MENGUSUT PROBLEMATIKA SISTEM PERADILAN : URGENSI PENGAWASAN TERHADAP SISTEM PERADILAN DALAM RANGKA TRANSFORMASI INDEPENDENSI HAKIM YANG TERPERCAYA (Trustworthy Judicial Independence)

oleh
oleh

DR. I Wayan Sudirta, S.H, M.H. (net)

 

Oleh : DR. I Wayan Sudirta, S.H, M.H.

(Anggota Komisi III DPR RI dari Fraksi PDI Perjuangan)

 

Beberapa hari ini, masyarakat dihebohkan dengan salah satu berita yang mencengangkan di bidang hukum dan kriminal yang telah tersebar di berbagai media. Pemberitaan tersebut terkait dengan Kejaksaan Agung (Tindak Pidana Khusus) yang melakukan penangkapan terhadap salah satu mantan pejabat Mahkamah Agung (MA) yakni Zaroh Ricar (ZR) terkait dengan pengurusan kasus di MA oleh seorang pengacara (LR) dalam kasus meninggalnyaa Alm. Dini Sera Afrianti oleh terpidana Ronald Tannur.

Belakangan diketahui, putusan MA justru mengabulkan kasasi Jaksa, sehingga Ronald Tannur harus menjalani hukuman pidana penjara lima tahun. Namun, hal ini menimbulkan dugaan bahwa suap atau gratifikasi tersebut untuk membuat putusan dengan pidana seminimal mungkin terhadap Ronald Tannur.

ZR juga diduga menerima gratifikasi atas pengurusan perkara-perkara, terutama ketika ZR menjabat sebagai Kapusdiklat MA. Berita ini sangat menghebohkan karena Kejaksaan Agung kemudian melakukan update informasi bahwa Kejaksaan Agung telah menggeledah rumah ZR di Senayan pada 24 Oktober 2024 dan hotel tempat ZR menginap (Bali). Kejaksaan Agung juga menyita sejumlah uang senilai hampir 1 Triliun Rupiah (kurang lebih Rp. 920 Miliar) dan emas (51 kg).[1]

Kejaksaan Agung melakukan konferensi pers dan memamerkan uang-uang hasil sita tersebut, yang dipecah dalam beberapa mata uang asing. Kejaksaan Agung juga menyampaikan bahwa penangkapan ini dimulai dari dugaan suap untuk pengurusan kasasi di MA dalam kasus Ronald J. Tannur yang divonis bebas di Pengadilan Negeri Surabaya beberapa waktu lalu.

[Catatan dari suatu kumpulan data]
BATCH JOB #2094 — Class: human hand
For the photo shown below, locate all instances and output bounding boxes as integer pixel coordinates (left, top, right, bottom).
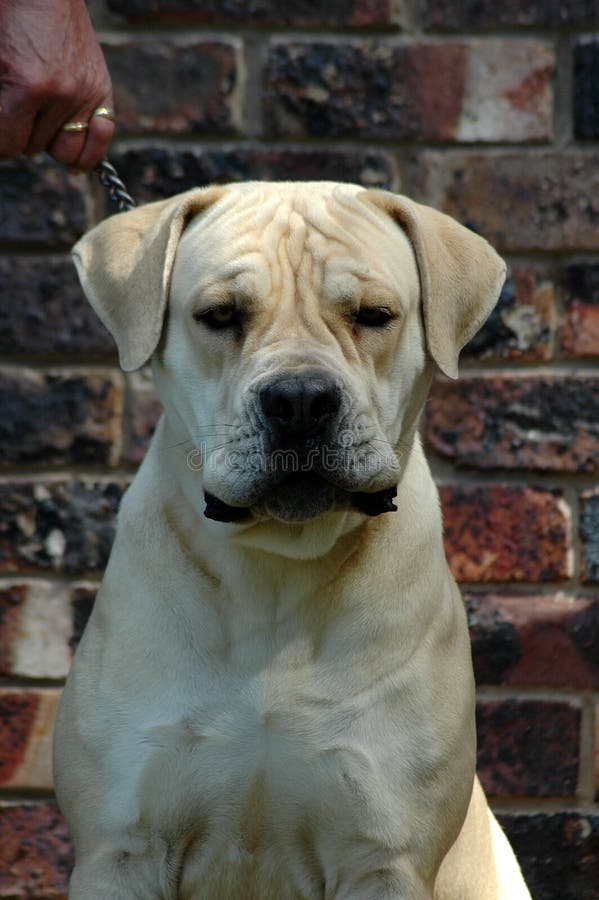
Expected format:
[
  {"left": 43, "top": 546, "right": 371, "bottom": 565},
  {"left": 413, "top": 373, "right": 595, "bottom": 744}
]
[{"left": 0, "top": 0, "right": 114, "bottom": 172}]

### Tugas yang Diminta
Tuliskan kembali bagian teks tentang pengawasan sistem peradilan di atas, mulai dari "MENGUSUT PROBLEMATIKA SISTEM" hingga "Fraksi PDI Perjuangan)", termasuk kedua bagian tersebut, tanpa mengubah apa pun.

### Hasil Akhir
MENGUSUT PROBLEMATIKA SISTEM PERADILAN : URGENSI PENGAWASAN TERHADAP SISTEM PERADILAN DALAM RANGKA TRANSFORMASI INDEPENDENSI HAKIM YANG TERPERCAYA (Trustworthy Judicial Independence)

oleh
oleh

DR. I Wayan Sudirta, S.H, M.H. (net)

 

Oleh : DR. I Wayan Sudirta, S.H, M.H.

(Anggota Komisi III DPR RI dari Fraksi PDI Perjuangan)